Set exercise> Report how many lines in the items below contain the string "embankment", treating uppercase and lowercase as different. Give only the number.

Annotation data for object locations:
⟨

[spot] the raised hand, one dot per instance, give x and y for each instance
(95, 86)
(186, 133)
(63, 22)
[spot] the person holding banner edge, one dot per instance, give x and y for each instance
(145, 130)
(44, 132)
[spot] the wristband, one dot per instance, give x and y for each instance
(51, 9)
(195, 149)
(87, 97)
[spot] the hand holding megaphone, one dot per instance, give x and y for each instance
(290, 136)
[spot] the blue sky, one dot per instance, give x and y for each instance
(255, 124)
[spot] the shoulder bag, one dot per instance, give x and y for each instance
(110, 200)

⟩
⟨

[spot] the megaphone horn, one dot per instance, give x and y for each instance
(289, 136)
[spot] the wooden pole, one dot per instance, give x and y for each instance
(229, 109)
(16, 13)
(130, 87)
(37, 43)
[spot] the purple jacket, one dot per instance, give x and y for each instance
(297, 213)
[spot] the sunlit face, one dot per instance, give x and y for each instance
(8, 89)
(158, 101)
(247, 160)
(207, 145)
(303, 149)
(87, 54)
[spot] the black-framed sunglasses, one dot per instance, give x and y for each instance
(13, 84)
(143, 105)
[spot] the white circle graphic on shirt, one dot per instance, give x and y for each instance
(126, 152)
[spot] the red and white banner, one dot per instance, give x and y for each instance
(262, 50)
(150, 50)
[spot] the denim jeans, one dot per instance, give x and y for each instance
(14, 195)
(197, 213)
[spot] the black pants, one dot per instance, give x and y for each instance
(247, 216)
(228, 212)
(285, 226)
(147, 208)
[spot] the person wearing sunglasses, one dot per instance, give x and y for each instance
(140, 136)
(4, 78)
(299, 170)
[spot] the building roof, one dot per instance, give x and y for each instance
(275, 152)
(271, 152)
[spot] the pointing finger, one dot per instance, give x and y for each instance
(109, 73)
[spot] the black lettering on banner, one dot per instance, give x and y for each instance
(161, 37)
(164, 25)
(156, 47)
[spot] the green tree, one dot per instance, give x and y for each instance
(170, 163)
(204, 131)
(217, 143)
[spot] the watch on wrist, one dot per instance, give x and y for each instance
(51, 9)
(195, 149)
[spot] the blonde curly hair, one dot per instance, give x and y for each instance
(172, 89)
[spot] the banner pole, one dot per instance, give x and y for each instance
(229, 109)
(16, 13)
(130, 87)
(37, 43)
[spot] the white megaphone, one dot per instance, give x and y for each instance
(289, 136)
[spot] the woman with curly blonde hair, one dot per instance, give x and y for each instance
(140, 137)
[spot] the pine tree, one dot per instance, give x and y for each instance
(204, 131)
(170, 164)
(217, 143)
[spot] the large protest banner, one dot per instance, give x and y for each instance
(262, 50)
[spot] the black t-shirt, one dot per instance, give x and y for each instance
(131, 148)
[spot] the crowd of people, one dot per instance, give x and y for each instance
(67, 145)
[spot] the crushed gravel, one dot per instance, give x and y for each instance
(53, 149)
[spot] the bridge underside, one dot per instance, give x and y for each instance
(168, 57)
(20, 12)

⟩
⟨

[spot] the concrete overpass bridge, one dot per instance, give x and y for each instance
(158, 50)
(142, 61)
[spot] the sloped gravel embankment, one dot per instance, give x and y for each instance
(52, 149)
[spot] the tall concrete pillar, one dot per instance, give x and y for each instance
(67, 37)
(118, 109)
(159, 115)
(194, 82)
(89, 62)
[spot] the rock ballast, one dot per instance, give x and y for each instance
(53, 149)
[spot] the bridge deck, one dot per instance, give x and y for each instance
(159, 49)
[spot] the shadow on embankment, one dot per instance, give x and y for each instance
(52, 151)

⟩

Solution for this problem> 2